-- GIVEN TASK 1 --
Answer these questions about the homework thread below:
(a) What username appears at the top of the thread?
(b) What kind of object is the bold I stated to be?
(c) What kind of object is ω stated to be?

-- EXCERPT --
^^^^

- #1
TadeusPrastowo
- 21
- 0
Homework Statement
Proof the following:
[tex]\frac{\text{d}\boldsymbol\{\mathbf{I}\boldsymbol\}}{\text{d}t} \, \boldsymbol\omega = \boldsymbol\omega \times (\boldsymbol\{\mathbf{I}\boldsymbol\}\,\boldsymbol\omega)[/tex]
where [itex]\boldsymbol\{\mathbf{I}\boldsymbol\}[/itex] is a tensor: [tex]\boldsymbol\{\mathbf{I}\boldsymbol\} = \begin{bmatrix}
I_{1,1} & I_{1,2} & I_{1,3} \\
I_{2,1} & I_{2,2} & I_{2,3} \\
I_{3,1} & I_{3,2} & I_{3,3} \\
\end{bmatrix}[/tex]
with [itex]\text{I}_{i,j}[/itex] as the following:
[tex]\text{I}_{i,j} = \delta_{i,j} \sum_k r_k^2 - r_i\,r_j[/tex]
and [itex]\boldsymbol\omega[/itex] is a vector:
[tex]\begin{bmatrix}\omega_1 \\ \omega_2 \\ \omega_3\end{bmatrix}[/tex]
Homework Equations
The relevant equation should be on how to perform [itex]\frac{\text{d}}{\text{d}t}\left(\begin{bmatrix}
I_{1,1} & I_{1,2} & I_{1,3} \\
I_{2,1} & I_{2,2} & I_{2,3} \\
I_{3,1} & I_{3,2} & I_{3,3} \\
\end{bmatrix}\right)[/itex].

^^^^

Stored entries
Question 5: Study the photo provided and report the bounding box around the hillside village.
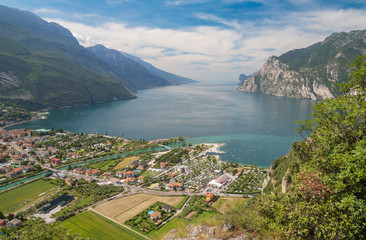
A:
[0,129,267,238]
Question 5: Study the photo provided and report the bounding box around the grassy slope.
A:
[0,180,55,211]
[62,212,143,239]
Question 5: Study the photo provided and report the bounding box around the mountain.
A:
[0,6,135,108]
[237,74,253,86]
[87,44,172,90]
[121,52,197,85]
[237,30,366,100]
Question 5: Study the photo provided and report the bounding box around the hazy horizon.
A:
[0,0,366,83]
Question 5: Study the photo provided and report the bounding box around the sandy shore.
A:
[203,143,225,153]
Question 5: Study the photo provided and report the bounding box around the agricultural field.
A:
[113,156,139,170]
[147,212,220,239]
[62,211,144,240]
[89,159,121,172]
[0,180,57,213]
[94,194,184,223]
[212,197,248,214]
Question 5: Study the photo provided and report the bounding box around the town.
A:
[0,129,268,237]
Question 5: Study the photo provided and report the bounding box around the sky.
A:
[0,0,366,83]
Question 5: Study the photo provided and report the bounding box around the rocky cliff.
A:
[238,30,366,100]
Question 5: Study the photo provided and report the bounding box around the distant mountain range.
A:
[0,5,194,108]
[87,44,195,90]
[238,30,366,100]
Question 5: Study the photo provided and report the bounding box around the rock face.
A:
[237,30,366,100]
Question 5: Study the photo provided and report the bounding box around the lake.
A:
[13,83,315,167]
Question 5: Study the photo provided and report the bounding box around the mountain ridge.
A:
[237,30,366,100]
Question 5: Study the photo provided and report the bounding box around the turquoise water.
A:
[13,84,314,166]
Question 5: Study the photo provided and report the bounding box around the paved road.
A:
[90,209,152,240]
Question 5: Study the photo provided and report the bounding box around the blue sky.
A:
[0,0,366,82]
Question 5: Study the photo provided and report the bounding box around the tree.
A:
[258,55,366,239]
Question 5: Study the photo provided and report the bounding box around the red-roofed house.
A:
[205,193,215,203]
[92,169,100,177]
[124,178,136,184]
[51,158,61,165]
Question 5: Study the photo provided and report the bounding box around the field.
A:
[94,194,184,223]
[0,180,56,212]
[147,212,219,239]
[62,211,144,240]
[113,156,139,170]
[212,197,248,213]
[89,159,121,171]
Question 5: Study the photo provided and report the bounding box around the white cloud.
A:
[195,13,240,29]
[45,10,366,82]
[33,8,62,14]
[166,0,212,6]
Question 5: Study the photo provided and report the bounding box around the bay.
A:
[12,83,315,167]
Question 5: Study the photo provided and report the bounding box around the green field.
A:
[62,211,145,240]
[147,212,220,239]
[0,180,56,212]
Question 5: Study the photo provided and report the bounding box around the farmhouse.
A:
[137,162,147,170]
[161,205,174,212]
[74,168,84,174]
[168,182,183,191]
[7,218,22,227]
[129,161,139,168]
[50,158,61,165]
[205,193,215,203]
[124,177,136,184]
[150,211,161,221]
[160,162,167,168]
[208,174,232,189]
[65,178,74,186]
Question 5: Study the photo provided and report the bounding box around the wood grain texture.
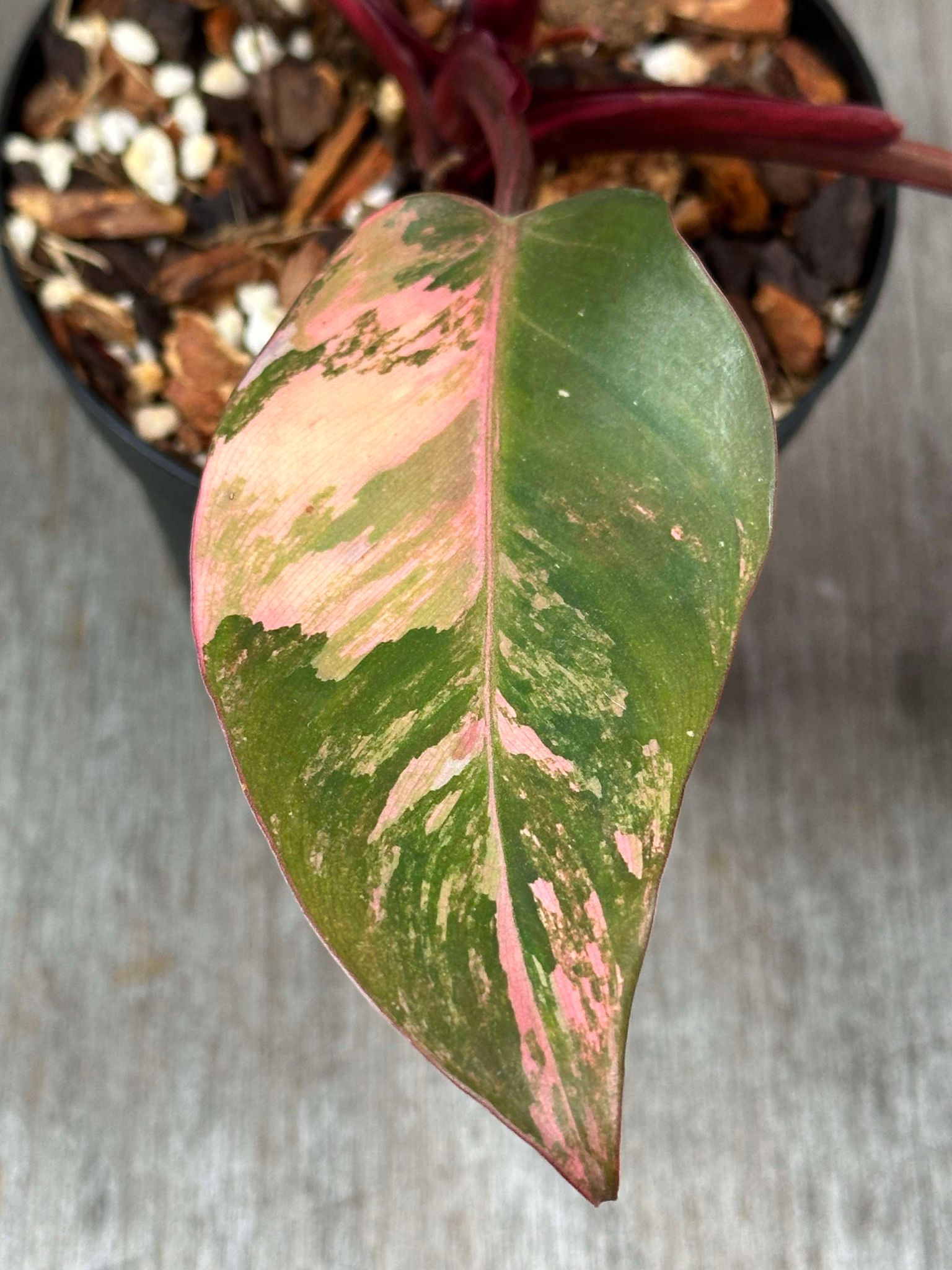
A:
[0,0,952,1270]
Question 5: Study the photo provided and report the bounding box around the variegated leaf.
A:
[193,190,774,1202]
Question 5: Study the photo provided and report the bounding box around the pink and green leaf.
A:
[193,190,775,1202]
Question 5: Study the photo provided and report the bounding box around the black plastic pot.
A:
[0,0,899,579]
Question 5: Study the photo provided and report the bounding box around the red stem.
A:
[433,30,534,215]
[529,89,952,194]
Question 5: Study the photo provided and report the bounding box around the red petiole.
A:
[332,0,952,212]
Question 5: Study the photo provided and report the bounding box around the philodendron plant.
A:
[193,0,952,1202]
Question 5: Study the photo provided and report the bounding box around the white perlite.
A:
[152,62,195,102]
[109,19,160,66]
[288,27,315,62]
[171,93,208,137]
[132,405,179,441]
[641,39,710,87]
[99,107,138,155]
[5,212,38,260]
[37,140,76,194]
[179,132,218,180]
[236,282,286,357]
[231,23,284,75]
[373,75,406,128]
[37,273,82,314]
[4,132,39,162]
[235,282,278,318]
[214,305,245,348]
[122,127,179,207]
[63,12,109,53]
[198,57,250,102]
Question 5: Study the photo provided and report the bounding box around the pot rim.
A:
[0,0,899,477]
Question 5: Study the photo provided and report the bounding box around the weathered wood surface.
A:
[0,0,952,1270]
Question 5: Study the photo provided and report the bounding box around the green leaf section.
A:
[194,190,775,1201]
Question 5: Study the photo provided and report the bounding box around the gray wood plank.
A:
[0,0,952,1270]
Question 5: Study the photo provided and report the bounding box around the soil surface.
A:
[4,0,875,468]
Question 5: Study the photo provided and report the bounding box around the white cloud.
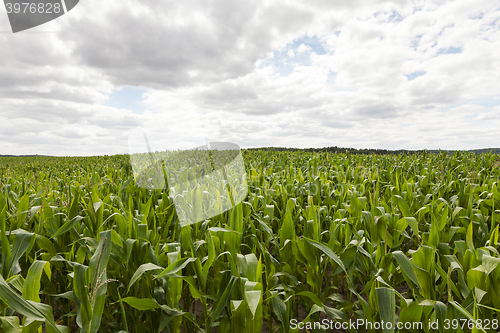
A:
[0,0,500,155]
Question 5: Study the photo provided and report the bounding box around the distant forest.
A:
[0,146,500,157]
[247,146,500,155]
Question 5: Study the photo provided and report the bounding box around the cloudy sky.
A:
[0,0,500,155]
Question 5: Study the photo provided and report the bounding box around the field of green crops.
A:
[0,151,500,333]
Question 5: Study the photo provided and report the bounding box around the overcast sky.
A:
[0,0,500,155]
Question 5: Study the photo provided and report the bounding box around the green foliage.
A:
[0,150,500,333]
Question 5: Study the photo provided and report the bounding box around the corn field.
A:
[0,150,500,333]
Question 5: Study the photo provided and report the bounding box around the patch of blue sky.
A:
[259,36,327,76]
[389,11,403,22]
[405,71,425,81]
[104,86,147,114]
[438,46,462,55]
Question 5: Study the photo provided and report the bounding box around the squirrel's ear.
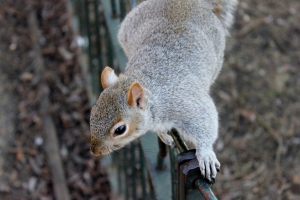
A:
[101,67,118,89]
[127,82,146,110]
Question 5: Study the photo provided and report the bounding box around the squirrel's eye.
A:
[115,125,126,136]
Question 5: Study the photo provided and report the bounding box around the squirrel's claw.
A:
[197,151,220,182]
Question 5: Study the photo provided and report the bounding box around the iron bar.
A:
[94,0,103,93]
[156,137,168,171]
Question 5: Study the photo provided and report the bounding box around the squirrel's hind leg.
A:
[174,96,220,180]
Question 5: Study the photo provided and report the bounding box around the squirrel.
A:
[90,0,237,180]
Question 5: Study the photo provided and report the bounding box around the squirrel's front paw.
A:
[196,149,221,181]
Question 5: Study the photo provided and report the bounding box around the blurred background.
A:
[0,0,300,200]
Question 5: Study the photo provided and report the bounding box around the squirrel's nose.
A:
[90,145,101,156]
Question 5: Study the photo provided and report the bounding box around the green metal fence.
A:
[69,0,216,200]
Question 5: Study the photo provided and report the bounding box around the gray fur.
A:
[91,0,236,179]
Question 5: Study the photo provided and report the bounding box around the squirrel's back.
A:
[119,0,236,89]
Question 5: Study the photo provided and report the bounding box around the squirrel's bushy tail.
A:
[210,0,238,34]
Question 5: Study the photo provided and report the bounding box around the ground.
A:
[0,0,300,200]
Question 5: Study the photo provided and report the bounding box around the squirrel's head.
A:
[90,67,149,156]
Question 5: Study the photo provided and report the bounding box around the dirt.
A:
[0,0,110,200]
[0,0,300,200]
[212,0,300,199]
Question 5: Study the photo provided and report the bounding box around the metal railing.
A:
[69,0,216,200]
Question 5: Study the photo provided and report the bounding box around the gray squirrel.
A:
[90,0,237,180]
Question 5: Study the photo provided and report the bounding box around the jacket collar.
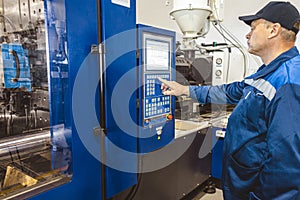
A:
[246,47,299,80]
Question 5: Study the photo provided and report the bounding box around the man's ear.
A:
[268,23,282,39]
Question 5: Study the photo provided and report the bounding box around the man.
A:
[160,1,300,200]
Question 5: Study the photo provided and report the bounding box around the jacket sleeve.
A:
[190,81,245,104]
[260,84,300,199]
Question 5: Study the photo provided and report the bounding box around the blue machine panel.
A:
[1,43,31,92]
[211,127,225,179]
[99,0,138,198]
[138,24,175,153]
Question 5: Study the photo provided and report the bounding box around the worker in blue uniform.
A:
[161,1,300,200]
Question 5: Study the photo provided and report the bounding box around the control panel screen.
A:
[145,38,170,71]
[144,74,171,119]
[143,33,172,126]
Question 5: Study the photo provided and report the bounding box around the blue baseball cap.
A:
[239,1,300,34]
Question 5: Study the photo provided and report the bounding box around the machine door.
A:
[0,0,72,199]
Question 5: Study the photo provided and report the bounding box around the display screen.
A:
[145,38,170,71]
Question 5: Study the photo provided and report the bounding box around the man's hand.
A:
[158,77,190,96]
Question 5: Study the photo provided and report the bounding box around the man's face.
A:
[246,19,270,57]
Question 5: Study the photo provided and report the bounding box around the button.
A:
[166,114,173,120]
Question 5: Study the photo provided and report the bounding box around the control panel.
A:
[138,24,175,153]
[143,74,172,126]
[143,33,173,127]
[212,51,225,85]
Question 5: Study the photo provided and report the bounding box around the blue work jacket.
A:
[190,47,300,200]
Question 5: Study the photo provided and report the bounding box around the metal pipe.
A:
[18,0,23,29]
[97,0,106,200]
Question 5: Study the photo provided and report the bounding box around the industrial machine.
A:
[0,0,72,199]
[0,0,241,200]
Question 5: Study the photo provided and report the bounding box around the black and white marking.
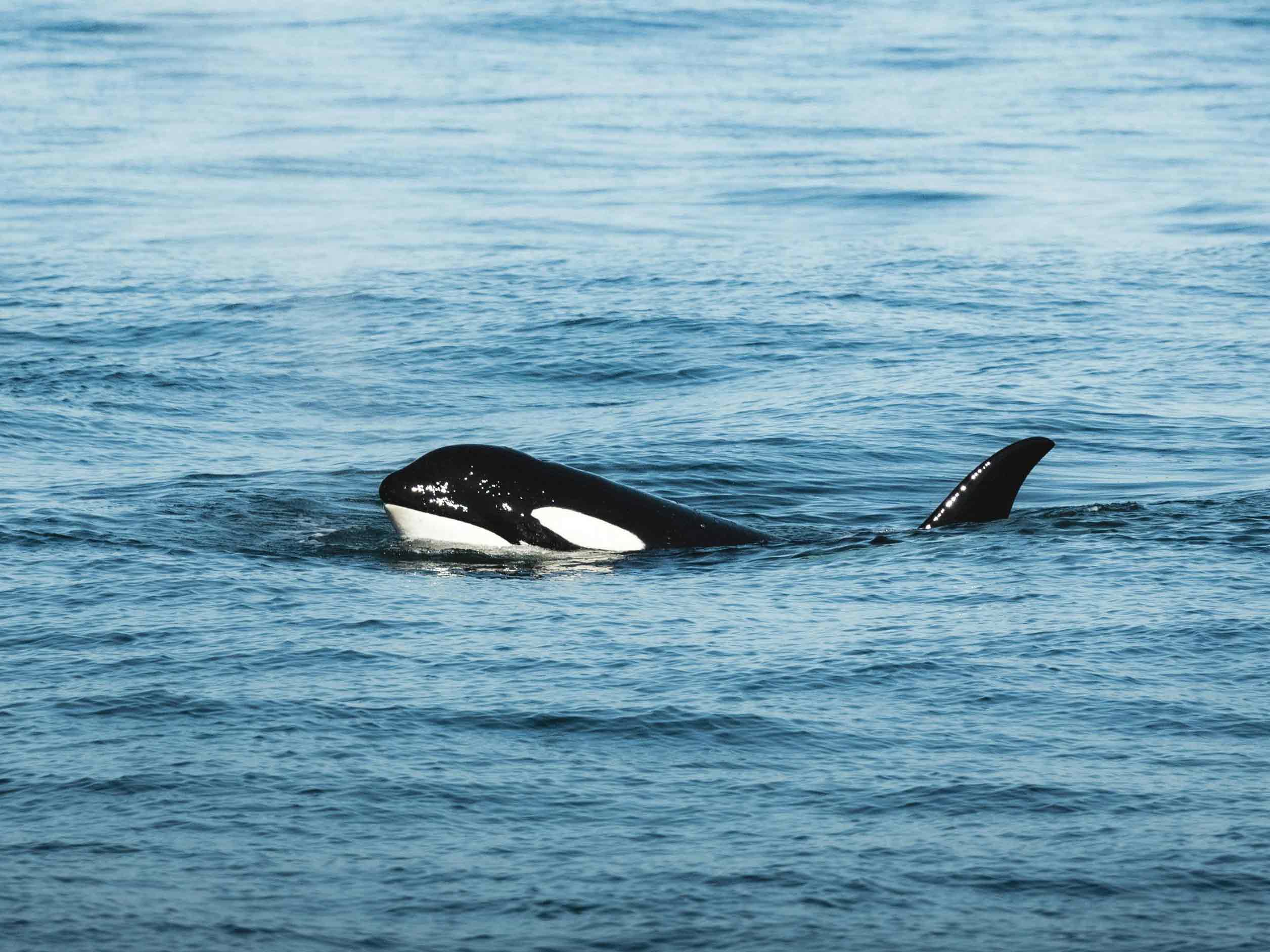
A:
[380,437,1054,552]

^^^^

-- GIVEN TASK 2 --
Reproduce the stretch of the rows from the line that contains "the control panel." through the last of the rows, with both ends included. Omit the pictures from your answer.

-- FULL SOLUTION 1 --
(a) TadeusPrastowo
(b) A tensor
(c) A vector

-- FULL SOLUTION 2 --
Question 5: Study the photo provided and report the bounding box around the control panel.
A:
[138,24,175,153]
[143,74,172,126]
[143,33,173,127]
[212,51,225,85]
Question 5: Study the photo provided and report the bounding box around the blue work jacket.
A:
[190,47,300,200]
Question 5: Study the photo provided and report the bounding box around the metal pipe.
A:
[18,0,23,29]
[97,0,106,200]
Question 5: Study the photo provided and report the bounding box around the industrial machine.
A:
[0,0,72,199]
[0,0,241,200]
Question 5: Study the photo provided and report the bounding box around the black and white marking.
A:
[380,437,1054,552]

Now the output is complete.